_The task_:
Every line from the one with "locate: red trousers" to the end of the data needs to be copied exactly, and no line before it.
──────
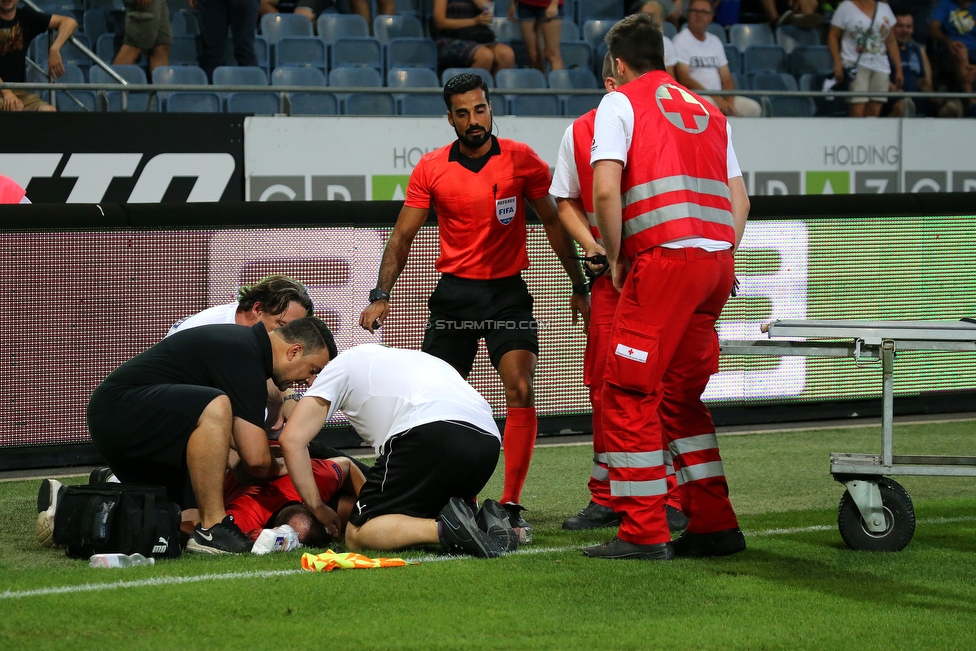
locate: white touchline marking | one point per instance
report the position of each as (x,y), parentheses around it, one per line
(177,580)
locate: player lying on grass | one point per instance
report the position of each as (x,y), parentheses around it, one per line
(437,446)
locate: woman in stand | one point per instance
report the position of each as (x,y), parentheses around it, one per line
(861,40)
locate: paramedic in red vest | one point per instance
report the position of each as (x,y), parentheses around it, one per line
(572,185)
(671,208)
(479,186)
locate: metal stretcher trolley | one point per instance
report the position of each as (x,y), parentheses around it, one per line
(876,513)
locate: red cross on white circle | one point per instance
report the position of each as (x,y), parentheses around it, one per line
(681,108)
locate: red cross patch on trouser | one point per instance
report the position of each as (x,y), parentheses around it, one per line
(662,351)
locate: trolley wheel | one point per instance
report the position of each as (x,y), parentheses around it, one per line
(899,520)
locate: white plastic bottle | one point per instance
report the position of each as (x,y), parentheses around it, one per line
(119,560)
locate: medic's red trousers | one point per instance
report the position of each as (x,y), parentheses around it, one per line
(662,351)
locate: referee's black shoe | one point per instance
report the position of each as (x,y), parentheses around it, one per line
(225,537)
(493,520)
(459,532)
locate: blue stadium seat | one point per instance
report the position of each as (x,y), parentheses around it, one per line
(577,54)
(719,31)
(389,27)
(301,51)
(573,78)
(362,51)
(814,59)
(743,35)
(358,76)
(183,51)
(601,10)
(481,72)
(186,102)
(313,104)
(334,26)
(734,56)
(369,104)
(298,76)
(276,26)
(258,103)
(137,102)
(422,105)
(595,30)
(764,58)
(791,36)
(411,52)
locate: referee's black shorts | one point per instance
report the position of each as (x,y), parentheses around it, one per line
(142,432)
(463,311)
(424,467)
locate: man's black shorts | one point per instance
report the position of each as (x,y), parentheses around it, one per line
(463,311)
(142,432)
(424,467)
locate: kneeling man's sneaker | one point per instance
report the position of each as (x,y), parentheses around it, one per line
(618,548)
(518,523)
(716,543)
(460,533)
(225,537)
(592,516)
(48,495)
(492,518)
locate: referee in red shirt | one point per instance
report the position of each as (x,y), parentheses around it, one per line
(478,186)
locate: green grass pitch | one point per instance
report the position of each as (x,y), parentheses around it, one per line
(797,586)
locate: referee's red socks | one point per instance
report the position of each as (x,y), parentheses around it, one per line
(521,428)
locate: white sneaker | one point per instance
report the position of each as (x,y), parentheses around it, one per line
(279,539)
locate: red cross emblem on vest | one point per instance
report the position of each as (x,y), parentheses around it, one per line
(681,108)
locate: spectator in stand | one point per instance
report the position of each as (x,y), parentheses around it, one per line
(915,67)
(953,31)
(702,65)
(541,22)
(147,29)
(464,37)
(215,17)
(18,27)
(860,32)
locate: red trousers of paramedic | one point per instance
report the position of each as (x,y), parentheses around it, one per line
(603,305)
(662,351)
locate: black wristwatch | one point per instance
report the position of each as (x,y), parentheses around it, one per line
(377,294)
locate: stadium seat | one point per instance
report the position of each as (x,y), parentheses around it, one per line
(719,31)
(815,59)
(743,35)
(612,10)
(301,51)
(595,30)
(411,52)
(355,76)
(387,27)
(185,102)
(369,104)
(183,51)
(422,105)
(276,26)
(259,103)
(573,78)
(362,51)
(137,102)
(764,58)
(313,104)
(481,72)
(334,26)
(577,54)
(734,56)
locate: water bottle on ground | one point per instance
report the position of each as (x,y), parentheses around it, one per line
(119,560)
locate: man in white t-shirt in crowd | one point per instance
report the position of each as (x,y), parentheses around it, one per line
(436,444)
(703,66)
──────
_Answer to the task_:
locate: red trousers of paramedic | one point per instance
report the position of each as (x,y), parentheses around it, one per line
(603,305)
(662,351)
locate: black wristwatch | one point per instance
report the position of each as (x,y), parentheses around it, one per line
(377,294)
locate: stadium seat | one point per instance
report the position of each as (x,y), parentheses around it, one per line
(719,31)
(815,59)
(743,35)
(612,10)
(301,51)
(595,30)
(411,52)
(355,76)
(387,27)
(185,102)
(369,104)
(183,51)
(422,105)
(276,26)
(259,103)
(573,78)
(362,51)
(137,102)
(764,58)
(313,104)
(481,72)
(334,26)
(577,54)
(734,56)
locate: water bottle on ground | one point per instance
report the position of each as (x,y), parentheses around it, one per line
(119,560)
locate: man in white t-shirt in crowd | one point per instance
report the position of each as (x,y), parentheses around it, one per line
(436,444)
(703,66)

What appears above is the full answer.